■ WHAT TO WORK ON
Carry on the therapist profile of Adriana Navarro Gonzalez below from the point where it stops.

■ PROVIDED PASSAGE
****************

Adriana Navarro Gonzalez

Adriana Navarro Gonzalez, M.S.
Registered Associate Marriage and Family Therapist #131071
Supervised by Kent Toussaint, MA, LMFT #44685
Hello, I am Adriana Navarro Gonzalez! I am passionate about helping people and committed to empowering and helping you navigate the challenges life throws at you. I believe therapy is unique to each individual and as such the most important parts of therapy are getting to know the person in front of me, building connection and instilling hope. Clients coming into my office can expect a safe and supportive space for them to express their thoughts and feelings.
I enjoy working with all populations. Although, through my experience working with foster care youth and at-risk youth, I developed an interest in working with teenagers. I find this stage of life to be exciting and full of opportunity and I truly enjoy working with teenagers as they navigate the many transitions and emotions adolescence presents.
I am fluent in Spanish and can conduct therapy sessions in Spanish.
I am a Registered Associate Marriage and Family Therapist (A.M.F.T.) I completed my Bachelor of Arts in Communication Studies at California State University, Long Beach, and my Master of Science in Counseling with an option in Marriage and Family Therapy from California State University, Northridge.
THE “MEAN GIRL” EXPERT
Adriana Navarro Gonzalez is an Associate Marriage and Family Therapist at Teen Therapy Center. She’s also our resident “Mean Girl” expert! In her practice Adriana helps girls turn this label around and develop healthy forms of communicating and self advocacy. But how is this label damaging to girls and what are the long term effects? And how can therapy help so called “Mean Girls” turn the name into a source of strength? Hear what Adriana has to say about it in this short video.

****************

Collected data:
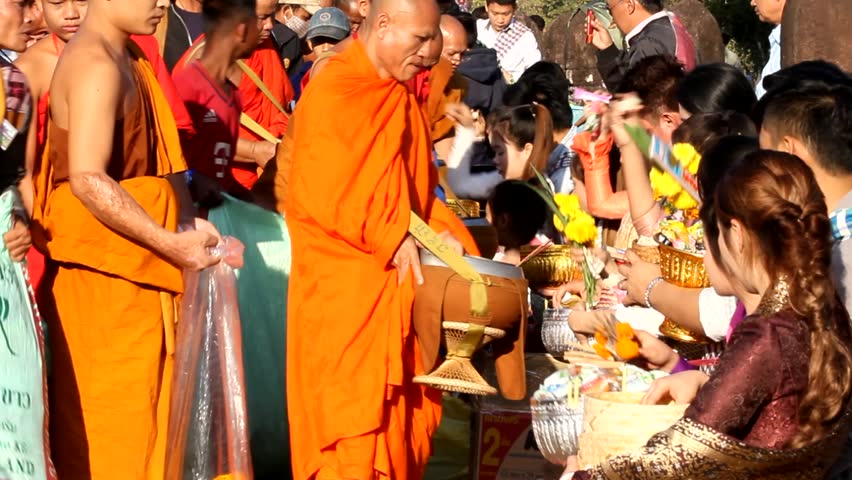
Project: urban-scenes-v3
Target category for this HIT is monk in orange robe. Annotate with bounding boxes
[284,0,477,480]
[15,0,193,289]
[173,0,295,190]
[33,0,218,480]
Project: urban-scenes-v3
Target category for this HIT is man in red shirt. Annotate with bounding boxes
[174,0,259,197]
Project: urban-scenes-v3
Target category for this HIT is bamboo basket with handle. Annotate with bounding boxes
[578,392,689,468]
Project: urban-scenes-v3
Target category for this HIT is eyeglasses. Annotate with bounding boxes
[606,0,624,13]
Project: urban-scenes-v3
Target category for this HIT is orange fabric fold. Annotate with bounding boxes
[33,42,186,480]
[571,132,630,220]
[279,40,475,480]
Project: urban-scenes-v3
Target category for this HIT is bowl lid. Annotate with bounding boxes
[420,249,524,278]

****************

■ EXERCISE OUTPUT
The label "mean girl," I think the best way to think about it is your stereotypical, bitchy girl. I think it's unfair because it creates an ideology within females that they're not good enough, that
they're not ascribing to society's idea of what it is to be ladylike, to be female, especially
when all of these things are taught to you from a very young age. What you see unfold is ideas or
issues with your self esteem, your confidence, even body image issues within your relationships,
specifically how you handle relationships, how you communicate relationships and relationships
not just romantically or platonically, but even within the professional realm where sometimes
you have to go in and advocate for yourself. And if you're that mean girl, it can be deemed as too
bold, too needy, too much so I think it can have various impacts in different areas of your life.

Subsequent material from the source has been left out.